[Start SUPPLIED INFORMATION]

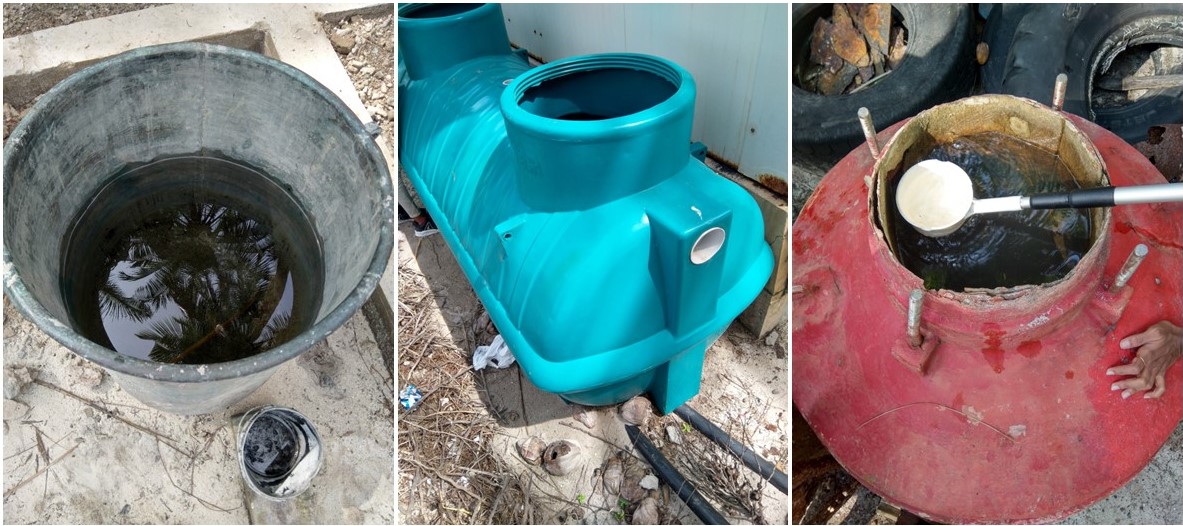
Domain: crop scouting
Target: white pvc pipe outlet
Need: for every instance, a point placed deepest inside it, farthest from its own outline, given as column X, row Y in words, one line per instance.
column 706, row 246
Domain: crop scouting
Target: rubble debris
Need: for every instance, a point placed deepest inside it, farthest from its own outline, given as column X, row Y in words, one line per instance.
column 531, row 449
column 647, row 512
column 1163, row 148
column 561, row 456
column 14, row 380
column 343, row 43
column 613, row 475
column 587, row 416
column 637, row 411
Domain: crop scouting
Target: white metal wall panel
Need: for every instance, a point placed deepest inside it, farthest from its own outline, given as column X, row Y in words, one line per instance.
column 737, row 53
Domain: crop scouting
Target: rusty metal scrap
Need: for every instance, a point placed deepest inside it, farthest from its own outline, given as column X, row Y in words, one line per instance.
column 1164, row 149
column 849, row 49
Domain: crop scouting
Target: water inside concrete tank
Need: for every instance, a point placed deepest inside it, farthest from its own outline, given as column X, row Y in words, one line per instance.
column 1028, row 247
column 1008, row 147
column 192, row 260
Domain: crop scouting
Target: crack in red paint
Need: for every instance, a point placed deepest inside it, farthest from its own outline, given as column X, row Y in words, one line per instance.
column 1030, row 349
column 993, row 350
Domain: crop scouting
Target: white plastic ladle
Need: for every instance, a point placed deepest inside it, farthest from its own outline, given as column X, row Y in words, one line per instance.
column 936, row 197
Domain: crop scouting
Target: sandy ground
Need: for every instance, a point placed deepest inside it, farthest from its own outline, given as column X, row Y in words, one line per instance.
column 743, row 391
column 78, row 449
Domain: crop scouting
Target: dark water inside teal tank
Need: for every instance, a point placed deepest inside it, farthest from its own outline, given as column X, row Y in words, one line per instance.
column 192, row 260
column 1028, row 247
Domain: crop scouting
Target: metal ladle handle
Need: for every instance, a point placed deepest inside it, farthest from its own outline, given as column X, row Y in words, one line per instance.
column 1106, row 196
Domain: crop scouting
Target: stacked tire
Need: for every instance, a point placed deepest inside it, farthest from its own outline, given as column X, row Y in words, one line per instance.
column 938, row 66
column 1032, row 44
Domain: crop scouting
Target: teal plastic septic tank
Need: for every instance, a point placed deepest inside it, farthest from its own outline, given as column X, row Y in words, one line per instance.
column 607, row 255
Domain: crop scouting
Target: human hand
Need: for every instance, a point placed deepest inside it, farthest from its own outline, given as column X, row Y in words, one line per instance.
column 1158, row 348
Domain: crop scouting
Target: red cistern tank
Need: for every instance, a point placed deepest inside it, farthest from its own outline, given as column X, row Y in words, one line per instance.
column 991, row 403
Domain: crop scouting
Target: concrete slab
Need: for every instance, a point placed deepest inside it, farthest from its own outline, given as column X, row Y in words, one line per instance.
column 290, row 32
column 78, row 449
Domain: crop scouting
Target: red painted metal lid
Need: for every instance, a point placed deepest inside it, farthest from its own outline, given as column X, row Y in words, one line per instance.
column 1013, row 419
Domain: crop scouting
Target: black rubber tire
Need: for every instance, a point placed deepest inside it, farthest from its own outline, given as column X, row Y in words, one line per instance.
column 938, row 66
column 1030, row 44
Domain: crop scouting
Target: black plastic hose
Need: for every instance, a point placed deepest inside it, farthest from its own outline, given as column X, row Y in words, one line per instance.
column 670, row 475
column 755, row 462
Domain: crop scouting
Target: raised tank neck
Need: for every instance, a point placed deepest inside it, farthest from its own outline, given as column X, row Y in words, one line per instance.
column 590, row 129
column 435, row 37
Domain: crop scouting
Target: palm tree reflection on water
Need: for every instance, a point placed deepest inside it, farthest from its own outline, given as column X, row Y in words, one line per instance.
column 199, row 284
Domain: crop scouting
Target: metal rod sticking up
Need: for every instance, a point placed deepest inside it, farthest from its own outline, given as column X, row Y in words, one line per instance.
column 1130, row 266
column 915, row 304
column 1061, row 88
column 868, row 131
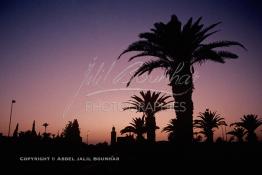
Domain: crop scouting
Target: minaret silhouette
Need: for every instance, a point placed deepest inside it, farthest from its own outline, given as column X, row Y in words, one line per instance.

[End SUPPLIED INFORMATION]

Quote the data exactly, leaving every image out of the copy.

Domain: crop scouting
Target: white pvc pipe outlet
Need: for every instance, a point placed deepest inside it, farthest from its own outline, given as column X, row Y in words, one line per instance.
column 706, row 246
Domain: crop scouting
Target: rubble debris
Need: for every instance, a point placed deepest inside it, farthest from its own outline, given as column X, row Y in words, one line per instance.
column 531, row 449
column 647, row 512
column 1163, row 148
column 561, row 456
column 14, row 380
column 343, row 43
column 613, row 475
column 587, row 416
column 637, row 411
Domain: crop scouting
Target: white metal wall panel
Need: for every instance, a point placed deepest inside it, farthest from its own outline, given as column X, row Y in words, one line per instance.
column 737, row 53
Domain: crop scouting
Target: rusty metal scrap
Need: for every instance, a point placed deepest inside it, farthest from its own outline, given as column X, row Y in words, one line per instance.
column 1164, row 149
column 849, row 49
Domain: crop scouting
Target: water inside concrete tank
Need: for every instance, a point placed deepest inside it, farthest from its own outline, given as column X, row Y in words, one line per instance.
column 1028, row 247
column 1008, row 147
column 192, row 260
Domain: crop scouting
Target: crack in red paint
Need: for every instance, a point placed deepest inside it, farthest from its own outline, given as column X, row Y in words, one line per instance.
column 1030, row 349
column 993, row 350
Domain: crop scouting
Target: white plastic ladle
Need: for every instance, a point placed deepest inside it, farthest from its own outline, given as column X, row Y in words, one line per instance.
column 936, row 197
Domain: crop scouting
Target: sandy ground
Need: for every instance, a point placed deepest inside it, farthest from its own outline, given as column X, row Y in words, one line per instance.
column 743, row 391
column 78, row 449
Domain: crop scouting
Target: dark water inside teal tank
Need: for every instance, a point placed deepest inside it, farthest from its own outline, given as column X, row Y in words, one line per instance.
column 192, row 260
column 1028, row 247
Domain: crop scouting
Target: metal ladle handle
Need: for every instance, a point placed deepest inside it, farthest from its own outline, given as column X, row Y in words, one line per instance.
column 1106, row 196
Domain: crop scouting
Target: stacked tire
Need: for every instance, a point placed deepest inside it, farthest from its own outline, given as column X, row Y in words, one line per instance.
column 938, row 66
column 1032, row 44
Domain: crop scouting
Target: teal plastic septic tank
Need: for every instance, a point placed deepest inside it, farthest from its own outline, given as column X, row Y in words, one line per instance.
column 607, row 255
Domain: crop scouting
Target: human hand
Need: for every instance, a point placed deepest inside it, farthest from its own outline, given as column X, row Y in words, one line per instance.
column 1158, row 348
Domain: crop scouting
Target: red cistern tank
Need: for every instance, a point placed deepest inside it, farthest from its own outline, given as column X, row Y in words, one line per instance.
column 991, row 403
Domain: crop scouting
Target: concrete slab
Need: for every instance, a point placed deepest inside it, farthest from its own outline, given as column X, row Y in words, one line per instance.
column 290, row 32
column 78, row 449
Domain: crop scouting
Target: red painted metal lid
Need: for every instance, a point placed deepest inside it, farthest from its own outline, given as column X, row Y in words, one line per instance.
column 1013, row 419
Domain: crop scouting
Target: black rubber tire
Need: for every instance, a point placed deepest inside it, farthest from its own outline, given as column X, row Y in words, one line per instance.
column 938, row 66
column 1030, row 44
Domain: crop scouting
Target: black plastic hose
Need: for every instance, a point placed deepest inside it, farthest from its own outline, given as column X, row Y in words, one line per instance.
column 670, row 475
column 755, row 462
Domain: crop scouting
Target: raised tank neck
Need: for every instance, a point placed deepest inside it, farthest from its own outline, given as column X, row Y in words, one line per instance.
column 590, row 129
column 435, row 37
Domain: crop scouting
Target: palm tree reflection on water
Need: for every instance, a point placed deepest inside it, farthest from its own outline, given as column X, row Y in words, one line per instance.
column 199, row 284
Domain: crop scouting
Target: metal rod sticking up
Need: for every instance, a point placed deepest inside it, farthest from its own outline, given as column X, row Y in words, one line per instance.
column 1130, row 266
column 915, row 304
column 1061, row 88
column 868, row 131
Domain: crop scouting
Target: minaret silhouette
Need: for every instance, a point placed deepest inside it, farthest from its own outline, given as column X, row Y in words, one line per instance.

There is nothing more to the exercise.